▶ _Texte source_
+===+

Présent, 6 septembre 2008
En matière religieuse, la malveillance et l’ignorance dominent la presse écrite. Elles dominent au sens littéral. Pour s’en tenir à la presse quotidienne et aux questions religieuses, non seulement les articles malveillants ou mal informés sont plus nombreux que les articles bienveillants, honnêtes ou sérieux, mais aussi ils dominent au sens où ils donnent le ton, influencent l’opinion commune.
Quand un journal comme le Monde consacre une pleine page à Newman, ce n’est pas pour accélérer sa cause de béatification, qui avance bien. C’est pour nuire à sa mémoire, défigurer sa pensée et mettre dans l’embarras l’Eglise.
Deux articles sont juxtaposés par le quotidien. L’un, de Marc Roche — qui, d’habitude, signe des articles sur les pubs anglais, la bière anglaise et le whisky — relaie une lamentable campagne lancée par Peter Tatchell, militant des causes homosexuelle et écologiste. Marc Roche, qui orthographie mal le nom de Tatchell tout au long de ses lignes, a intitulé son article : « Mgr Newman était-il gay ? Shocking ! ».
Au lendemain de la mort de son ami, le P. Ambrose Saint-John, Newman a eu, pour lui, des mots pleins d’affection. Quinze ans plus tard, il a voulu être enterré à ses côtés. Voilà qui suffit à Tatchell pour estimer que Newman fut « homosexuel » et que Saint-John fut son « amant ». Le Monde relaie complaisamment la campagne de Tatchell et, sous le prétexte de l’objectivité, insinue le doute et diffuse la rumeur. Le journaliste du Monde écrit « ami » avec des guillemets pour mieux distiller la calomnie.

+===+

▶ _Informations extraites_
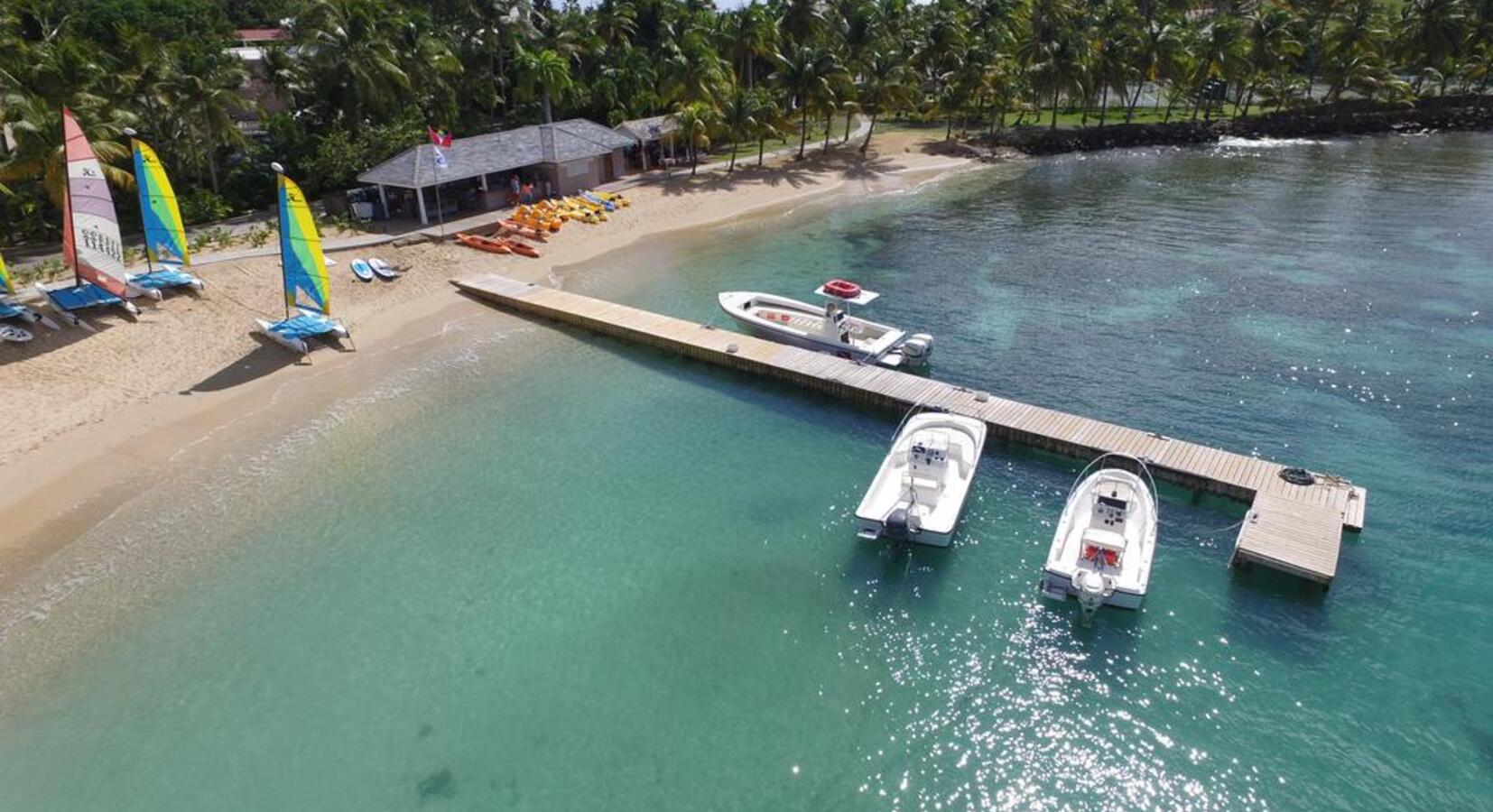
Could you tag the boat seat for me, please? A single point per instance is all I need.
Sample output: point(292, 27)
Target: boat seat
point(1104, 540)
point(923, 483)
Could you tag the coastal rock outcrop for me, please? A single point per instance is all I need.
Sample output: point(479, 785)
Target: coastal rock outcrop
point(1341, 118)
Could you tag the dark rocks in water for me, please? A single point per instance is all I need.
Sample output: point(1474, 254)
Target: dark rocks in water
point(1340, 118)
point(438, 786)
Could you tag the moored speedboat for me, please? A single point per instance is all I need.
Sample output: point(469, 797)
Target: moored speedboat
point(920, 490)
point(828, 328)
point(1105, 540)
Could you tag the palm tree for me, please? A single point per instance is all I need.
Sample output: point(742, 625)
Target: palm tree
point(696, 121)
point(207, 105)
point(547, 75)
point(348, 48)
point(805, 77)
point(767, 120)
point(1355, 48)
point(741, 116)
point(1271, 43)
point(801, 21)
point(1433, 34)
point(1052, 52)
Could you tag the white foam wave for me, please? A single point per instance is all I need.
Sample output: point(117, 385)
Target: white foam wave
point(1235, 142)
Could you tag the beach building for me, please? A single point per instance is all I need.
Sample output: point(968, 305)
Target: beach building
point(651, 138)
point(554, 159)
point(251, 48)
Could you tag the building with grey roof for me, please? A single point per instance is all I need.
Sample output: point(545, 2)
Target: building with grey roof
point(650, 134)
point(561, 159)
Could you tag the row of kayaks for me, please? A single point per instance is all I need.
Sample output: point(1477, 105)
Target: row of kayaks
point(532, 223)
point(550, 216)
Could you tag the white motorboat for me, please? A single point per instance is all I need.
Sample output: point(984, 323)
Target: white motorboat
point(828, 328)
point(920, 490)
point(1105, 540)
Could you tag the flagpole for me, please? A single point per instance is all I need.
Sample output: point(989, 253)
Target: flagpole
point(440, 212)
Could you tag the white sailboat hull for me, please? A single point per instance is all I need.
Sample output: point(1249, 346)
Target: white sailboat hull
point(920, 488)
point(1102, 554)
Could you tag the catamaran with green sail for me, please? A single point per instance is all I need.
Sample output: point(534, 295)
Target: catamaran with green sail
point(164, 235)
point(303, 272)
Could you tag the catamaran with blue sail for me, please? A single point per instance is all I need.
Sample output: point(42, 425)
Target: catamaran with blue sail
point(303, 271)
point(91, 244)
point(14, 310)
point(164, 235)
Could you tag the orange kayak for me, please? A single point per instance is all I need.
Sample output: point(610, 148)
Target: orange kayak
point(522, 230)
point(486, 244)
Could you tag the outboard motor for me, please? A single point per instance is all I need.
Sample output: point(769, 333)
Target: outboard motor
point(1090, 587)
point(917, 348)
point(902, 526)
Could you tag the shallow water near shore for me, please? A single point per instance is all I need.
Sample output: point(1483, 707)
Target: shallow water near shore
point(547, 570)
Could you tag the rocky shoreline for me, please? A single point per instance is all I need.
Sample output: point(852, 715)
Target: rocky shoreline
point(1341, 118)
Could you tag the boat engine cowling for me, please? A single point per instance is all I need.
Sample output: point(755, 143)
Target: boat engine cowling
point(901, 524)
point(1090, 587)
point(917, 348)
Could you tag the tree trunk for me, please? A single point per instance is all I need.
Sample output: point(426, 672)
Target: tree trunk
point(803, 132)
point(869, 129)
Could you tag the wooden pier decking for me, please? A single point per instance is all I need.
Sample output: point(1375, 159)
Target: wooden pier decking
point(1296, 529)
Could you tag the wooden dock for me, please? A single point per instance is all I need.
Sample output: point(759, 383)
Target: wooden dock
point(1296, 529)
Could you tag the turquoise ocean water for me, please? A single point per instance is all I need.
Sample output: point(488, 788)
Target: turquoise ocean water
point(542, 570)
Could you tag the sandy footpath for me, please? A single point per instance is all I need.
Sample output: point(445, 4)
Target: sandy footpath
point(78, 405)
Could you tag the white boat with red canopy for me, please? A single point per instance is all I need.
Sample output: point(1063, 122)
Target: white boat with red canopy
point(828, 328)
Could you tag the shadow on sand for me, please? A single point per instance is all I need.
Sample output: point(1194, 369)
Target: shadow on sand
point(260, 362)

+===+

▶ _Exercices_
1. Indiquez si chacune des affirmations suivantes concorde avec le texte source, en répondant par oui ou par non et en citant les mots décisifs du texte. (a) Le Monde a consacré une pleine page à Newman. (b) Marc Roche signe d'habitude des articles sur les questions religieuses. (c) Newman a voulu être enterré aux côtés de Saint-John dix ans plus tard.
2. Réécrivez le passage du texte source qui va de « Quand un journal » à « dans l’embarras l’Eglise. », en remplaçant « mémoire » par « réputation ».
3. Selon le texte source, quel titre Marc Roche a-t-il donné à son article ?
Les lignes constituent un matériau distinct du texte source.

▶ _Solutions ci-dessous_
1.
(a) Oui : « Quand un journal comme le Monde consacre une pleine page à Newman ».
(b) Non : « qui, d’habitude, signe des articles sur les pubs anglais, la bière anglaise et le whisky ».
(c) Non : « Quinze ans plus tard, il a voulu être enterré à ses côtés. »

2.
Quand un journal comme le Monde consacre une pleine page à Newman, ce n’est pas pour accélérer sa cause de béatification, qui avance bien. C’est pour nuire à sa réputation, défigurer sa pensée et mettre dans l’embarras l’Eglise.

3. « Mgr Newman était-il gay ? Shocking ! »